* **BRIEF 1**:
In the Kafka Streams 2024 review, what does the abbreviation KIP stand for?
* **BRIEF 2**:
Pick up the Kafka Streams year-in-review article after its final sentence and continue writing it.

Kafka Streams Wrapped: 2024 in review

Kafka Streams Wrapped: 2024 in review

As always, Kafka Streams delivered a solid haul of KIPs over the last year. To celebrate all the hard work that went into these and thank the community members who contributed or participated in a KIP, we thought it would be fun to take a look at what we shipped in 2024. We hope you come away from this with a better sense of what’s been going on in the Kafka Streams community and maybe even get inspired to try out one of these in action.

What is a KIP? A KIP is a Kafka Improvement Proposal, which typically defines a set of changes to improve Apache Kafka in some way. It is a mechanism by which the community can agree on larger changes to the project, especially those that add, remove, or modify public interfaces. The KIPs listed here are those that improved Kafka Streams in 2024, and span new features, richer APIs, as well as improvements to stability and performance of Kafka Streams.

Kafka Streams had a LOT of improvements!

We’ll start with the full laundry list of all the KIPs from 3.7 - 4.0 (and yeah, we’re kind of cheating since technically 4.0 comes out in January, but that’s just because it got bumped back quite a few times for different reasons. So we’re going to claim it for 2024.) Here is the last year of KIPs that touch on, and hopefully improve, Kafka Streams:

3.7:

3.8:

3.9:

4.0:

That’s a long list of KIPs, so don’t worry — we won’t be going on all of them in this blog post, and certainly not in painstaking detail. But just remember, if you do feel an urge for all the gory details of a KIP or are curious about something in the list above that we don’t cover, you can get that too! Just click on any of the KIPs in this list to check out the KIP document.

* **RECORDS SHOWN**:
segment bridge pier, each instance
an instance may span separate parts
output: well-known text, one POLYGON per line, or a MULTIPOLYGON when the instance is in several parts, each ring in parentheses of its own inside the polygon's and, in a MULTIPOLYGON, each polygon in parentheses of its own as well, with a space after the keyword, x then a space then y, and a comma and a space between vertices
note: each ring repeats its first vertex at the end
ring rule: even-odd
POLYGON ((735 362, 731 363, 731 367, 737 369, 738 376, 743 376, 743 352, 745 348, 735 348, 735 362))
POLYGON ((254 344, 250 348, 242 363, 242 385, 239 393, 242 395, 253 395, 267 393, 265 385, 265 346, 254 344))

* **EXERCISE ANSWER 1**:
Kafka Improvement Proposal

* **EXERCISE ANSWER 2**:
There’s a lot of good stuff in that list though, so it would be a shame not to dive deeper. So we picked out the most interesting and useful KIPs , organized them a bit to tell a coherent (but not necessarily chronological) story, and then dove into what each KIP means for Kafka Streams and its users.

API Enhancements

The reason developers love Kafka Streams is because it delivers a simple, general purpose, powerful API in an embedded form factor. The API keeps evolving based on community feedback, and there are two improvements that were merged in 2024 that are worth calling out.

KIP-1112: allow custom processor wrapping (4.0)

The first one we’ll visit today, and one of the KIPs we at Responsive are most excited for, is KIP-1112 which is coming out in 4.0. The idea behind this KIP is simple but powerful: allow the user to inject custom wrappers around any or every processor in their application topology. This includes not just the user’s processors (for example when using the .process operator or the Processor API) but also the processors that DSL operators are compiled into!

The potential use cases for this KIP are many, and the only limit is your imagination! Here are a few examples:

  • Injecting common logic or logging across all processors, reducing duplicate code and extending access to DSL-made processors
  • Provides access to context that isn’t available to DSL operators, such as record headers, timestamps, offsets, and more.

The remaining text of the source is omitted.